(EXERCISES)
(a) According to the essay on the Kanzan cherry epidemic, where did the writer spend a sunny weekend at the end of April?
(b) Pick up the essay on the Kanzan cherry epidemic at its last sentence and keep writing from there.

Kanzan epidemic
Ursula Buchan
It is said that people often catch divorce from their friends, as if it were an infectious disease. It is certainly true that gardeners catch plants from their neighbours. Although this is hardly as harmful to all concerned, it can certainly be a disadvantage, at least to the impartial observer. Robinia `Frisia', Spiraea `Goldflame', and `Castlewellan' Leyland cypress all break out from time to time in a district, like a dose of yellow fever. Worst of all, in my opinion, however, is an epidemic of the double pink ornamental cherry, Prunus `Kanzan'.
At the end of April, my husband and I spent a sunny weekend on the north Norfolk coast. It was marvellous spring weather for walking on the edge of salt marshes looking at birds. Occasionally we would turn inland to take in a picturesque village (of which there are many) for the purposes of churchand pub-visiting — usually in that order. The village gardens were looking wonderful: lushly green, full of bright tulips and spring promise. But in far, far too many of them, especially those belonging to `done-up' houses, there was one of these wretched cherry trees. Indeed, in all my years of shivering convulsively at the sight of `Kanzan', I never remember a weekend of such continuous tremor.

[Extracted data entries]
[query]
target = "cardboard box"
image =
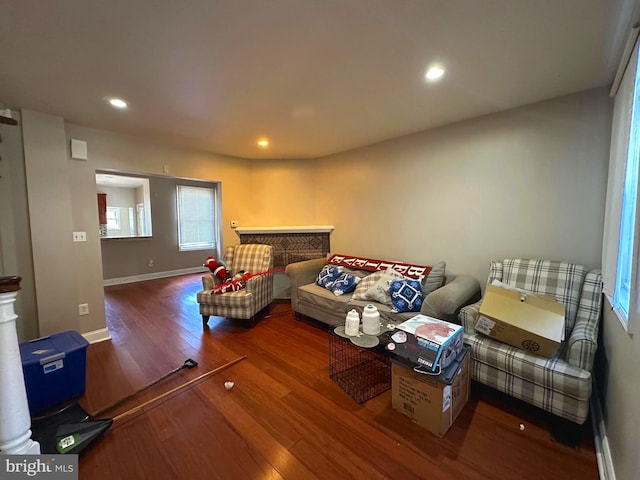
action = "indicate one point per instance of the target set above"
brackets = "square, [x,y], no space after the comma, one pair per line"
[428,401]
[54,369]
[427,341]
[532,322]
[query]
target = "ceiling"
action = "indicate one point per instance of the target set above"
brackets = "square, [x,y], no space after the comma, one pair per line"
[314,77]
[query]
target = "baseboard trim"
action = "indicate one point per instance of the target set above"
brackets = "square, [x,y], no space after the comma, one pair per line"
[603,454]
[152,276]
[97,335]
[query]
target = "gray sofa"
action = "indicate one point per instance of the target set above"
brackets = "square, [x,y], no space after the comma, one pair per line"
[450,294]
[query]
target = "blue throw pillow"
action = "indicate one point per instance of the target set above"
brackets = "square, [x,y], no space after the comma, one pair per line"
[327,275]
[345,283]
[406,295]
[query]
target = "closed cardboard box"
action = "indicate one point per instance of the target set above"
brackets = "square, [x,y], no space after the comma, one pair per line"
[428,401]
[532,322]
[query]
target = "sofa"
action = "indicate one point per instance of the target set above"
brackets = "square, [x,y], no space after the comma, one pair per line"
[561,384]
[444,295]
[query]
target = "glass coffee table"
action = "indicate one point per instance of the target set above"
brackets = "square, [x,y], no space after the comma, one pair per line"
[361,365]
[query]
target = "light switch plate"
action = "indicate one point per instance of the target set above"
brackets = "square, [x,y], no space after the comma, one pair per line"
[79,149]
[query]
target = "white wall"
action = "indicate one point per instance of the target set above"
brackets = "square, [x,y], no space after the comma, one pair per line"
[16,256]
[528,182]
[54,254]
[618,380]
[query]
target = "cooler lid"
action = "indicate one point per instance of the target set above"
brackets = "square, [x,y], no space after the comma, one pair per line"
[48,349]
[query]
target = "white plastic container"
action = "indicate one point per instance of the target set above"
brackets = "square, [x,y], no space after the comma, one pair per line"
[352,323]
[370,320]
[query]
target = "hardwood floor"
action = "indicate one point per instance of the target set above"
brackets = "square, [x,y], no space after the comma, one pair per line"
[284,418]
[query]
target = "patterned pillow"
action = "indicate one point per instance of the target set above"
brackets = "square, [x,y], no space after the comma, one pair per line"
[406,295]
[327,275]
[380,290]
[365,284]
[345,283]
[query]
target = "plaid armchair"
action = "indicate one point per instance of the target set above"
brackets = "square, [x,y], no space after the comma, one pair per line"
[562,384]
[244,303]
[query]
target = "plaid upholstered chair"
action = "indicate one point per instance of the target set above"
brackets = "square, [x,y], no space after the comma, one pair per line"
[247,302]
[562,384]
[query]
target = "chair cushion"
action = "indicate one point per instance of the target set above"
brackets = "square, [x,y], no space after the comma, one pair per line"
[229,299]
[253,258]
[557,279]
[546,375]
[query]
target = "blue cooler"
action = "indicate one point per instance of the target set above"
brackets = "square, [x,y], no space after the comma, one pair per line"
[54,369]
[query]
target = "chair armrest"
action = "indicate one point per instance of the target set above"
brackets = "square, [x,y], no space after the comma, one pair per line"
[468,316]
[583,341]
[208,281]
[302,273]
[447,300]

---

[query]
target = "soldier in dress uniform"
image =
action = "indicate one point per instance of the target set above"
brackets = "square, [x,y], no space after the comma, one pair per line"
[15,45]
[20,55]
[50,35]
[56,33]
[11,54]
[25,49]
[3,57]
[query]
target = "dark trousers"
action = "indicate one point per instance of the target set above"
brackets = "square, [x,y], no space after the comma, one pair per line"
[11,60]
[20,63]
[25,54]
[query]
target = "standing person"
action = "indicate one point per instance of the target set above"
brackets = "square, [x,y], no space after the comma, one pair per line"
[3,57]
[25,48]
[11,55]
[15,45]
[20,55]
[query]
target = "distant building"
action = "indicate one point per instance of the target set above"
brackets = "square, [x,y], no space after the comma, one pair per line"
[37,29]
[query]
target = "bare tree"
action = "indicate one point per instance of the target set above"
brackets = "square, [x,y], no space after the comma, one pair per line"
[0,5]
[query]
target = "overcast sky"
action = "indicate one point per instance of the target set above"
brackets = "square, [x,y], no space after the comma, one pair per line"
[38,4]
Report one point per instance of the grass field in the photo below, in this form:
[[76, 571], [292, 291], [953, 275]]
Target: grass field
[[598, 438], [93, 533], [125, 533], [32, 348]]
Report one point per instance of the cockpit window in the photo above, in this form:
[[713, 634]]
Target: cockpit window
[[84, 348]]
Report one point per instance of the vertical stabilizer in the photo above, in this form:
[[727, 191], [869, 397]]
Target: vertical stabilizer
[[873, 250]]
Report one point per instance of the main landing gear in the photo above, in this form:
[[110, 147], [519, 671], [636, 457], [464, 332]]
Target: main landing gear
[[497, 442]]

(LIST OF ANSWERS)
(a) On the north Norfolk coast.

(b)
Even if you do not know the name, I am sure you will recognise the description. `Kanzan' is the stiff-branched, vase-shaped cherry tree with copper-bronze young leaves appearing at the same time as extravagantly double, silly, frilly, purplishrose flowers. It has some orange autumnleaf colour, true, but nowhere like as good as Prunus sargentii, say. Because the flowers are double there are, of course, no cherries for the birds and the branches spread towards the horizontal only in the tree's later years.
`Kanzan' is one, indeed the most famous probably, of the Sato Zakura, the collective name for Japanese Garden Cherries, that race of revered trees bred over centuries in Japan, but whose origins are now mistily obscure. A few, such as `Tai-Haku' or `Shirotae (both white), are trees of great personality and charm. `Kanzan' has personality in spades, but its lumpy flowers are decidedly short on charm. Its offspring, 'Pink Perfection', is a better bet, having clearer pink flowers and less bronzey leaves.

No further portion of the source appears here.